Given records ::
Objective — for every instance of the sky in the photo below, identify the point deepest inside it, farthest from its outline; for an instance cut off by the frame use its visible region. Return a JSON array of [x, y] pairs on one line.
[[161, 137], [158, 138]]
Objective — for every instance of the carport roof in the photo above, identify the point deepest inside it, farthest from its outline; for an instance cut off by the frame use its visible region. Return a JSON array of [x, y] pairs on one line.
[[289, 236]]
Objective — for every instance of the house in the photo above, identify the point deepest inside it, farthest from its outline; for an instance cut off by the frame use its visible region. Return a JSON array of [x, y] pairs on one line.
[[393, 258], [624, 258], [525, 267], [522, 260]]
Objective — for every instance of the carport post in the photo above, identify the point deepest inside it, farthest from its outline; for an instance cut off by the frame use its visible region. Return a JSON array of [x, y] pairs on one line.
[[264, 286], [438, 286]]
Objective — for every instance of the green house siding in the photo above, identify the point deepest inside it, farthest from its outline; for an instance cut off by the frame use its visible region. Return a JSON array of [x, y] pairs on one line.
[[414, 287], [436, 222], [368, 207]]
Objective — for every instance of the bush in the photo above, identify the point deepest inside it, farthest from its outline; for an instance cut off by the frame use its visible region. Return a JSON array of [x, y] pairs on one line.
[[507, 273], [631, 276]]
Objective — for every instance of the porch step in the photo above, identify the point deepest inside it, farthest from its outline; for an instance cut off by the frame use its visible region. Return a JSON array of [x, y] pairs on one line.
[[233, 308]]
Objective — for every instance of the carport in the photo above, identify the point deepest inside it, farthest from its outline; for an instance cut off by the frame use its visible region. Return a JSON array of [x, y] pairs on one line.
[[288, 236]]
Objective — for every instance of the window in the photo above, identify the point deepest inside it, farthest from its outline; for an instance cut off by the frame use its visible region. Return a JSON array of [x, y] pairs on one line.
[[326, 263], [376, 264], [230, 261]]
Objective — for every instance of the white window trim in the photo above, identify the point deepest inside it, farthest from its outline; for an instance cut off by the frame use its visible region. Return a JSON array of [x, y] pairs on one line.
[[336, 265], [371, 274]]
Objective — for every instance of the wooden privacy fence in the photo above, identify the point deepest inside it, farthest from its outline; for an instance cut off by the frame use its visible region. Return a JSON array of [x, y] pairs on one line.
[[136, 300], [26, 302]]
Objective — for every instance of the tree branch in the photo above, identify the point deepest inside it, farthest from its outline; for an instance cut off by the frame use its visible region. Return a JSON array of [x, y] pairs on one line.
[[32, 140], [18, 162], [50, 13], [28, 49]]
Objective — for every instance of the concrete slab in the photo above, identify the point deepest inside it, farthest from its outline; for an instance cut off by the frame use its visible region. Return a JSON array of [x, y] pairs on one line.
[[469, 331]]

What is required :: Copy out the material above in its entirety. Every detail must match.

Written response ::
Objective — for every instance of the sky in the photo below, identify the point deepest inside it, farthest from its outline; for an instance cut off by the frame use its visible region. Return a JSON array of [x, y] pairs on one line.
[[161, 137], [158, 138]]
Objective — for every instance of the carport roof in the photo above, identify the point deepest inside it, farthest from its outline; for an instance cut off by the frame use its visible region. Return a JSON array of [x, y] pairs on one line.
[[289, 236]]
Objective — for every instance of the house in the photo above, identify the point deepest inside it, farthest from its outline; for an instance cut off by the frame use its visible region. Return a JSON array of [x, y] pairs on one line.
[[393, 258], [624, 258], [525, 267], [522, 260]]
Objective — for every instance of the carport post in the photo above, identify the point deepest inside it, farthest from its outline; for an instance cut off by the frame use its visible region. Return a JSON array of [x, y] pairs on one line.
[[264, 286], [438, 286]]
Objective — for every instance of the green house siding in the photo above, identify the point deepest inside it, farthest from its outline; for an instance cut off by the frame use its visible region. Return a JSON array of [x, y] pairs on one line.
[[414, 287], [436, 222], [368, 207]]
Objective — for every instance of the bush in the photo above, identify the point deepest inside it, farthest from its outline; for an instance cut off by the frame use its visible region. Return a JSON array of [x, y] pairs on one line.
[[507, 273], [631, 276]]
Objective — for every instance of the porch step in the photo above, identify the point deepest inside it, farthest from its outline; for an instance cut off by the frame use its visible region. Return a JSON array of [x, y] pairs on one line.
[[233, 308]]
Objective — for every instance of the carport in the photo above, identify the point deepest inside it, farthest from its outline; for an instance cut off by the frame use its visible region. Return a JSON array of [x, y] pairs on one line.
[[288, 236]]
Objective — for every instance of the window in the photo above, identify the point deepest inside it, farthest from its outline; for an instance cut off by the frame use its visible region. Return a JSON array of [x, y] pairs on one line.
[[326, 263], [376, 264], [230, 261]]
Objective — for every instance of the white window trim in the photo above, identify the point deepest inside it, farthest from its outline; for an instance cut off by the frame use its visible region. Return a JSON array of [x, y] pairs on one line.
[[336, 265], [371, 274]]
Objective — for every instance of the wooden privacy fence in the photo above, identify the point deepest inside it, farthest from its outline; for an instance cut off by the frame use its visible region. Return a JSON array of [x, y] pairs on one line.
[[136, 300], [26, 302]]
Objective — for every instance of the tree branch in the photo above, identify the point deepest inside it, farthest from its outline; for an instance cut off by the frame use its visible region. Return a JSON array of [x, y] pairs on one line.
[[32, 140], [18, 162], [50, 13], [28, 49]]
Objective — for every instance of the concrete slab in the photo above, identify the point deepest inside it, farthest from its outline; for an instance cut off by the frame use its visible region. Return a JSON array of [x, y] pairs on one line.
[[469, 331]]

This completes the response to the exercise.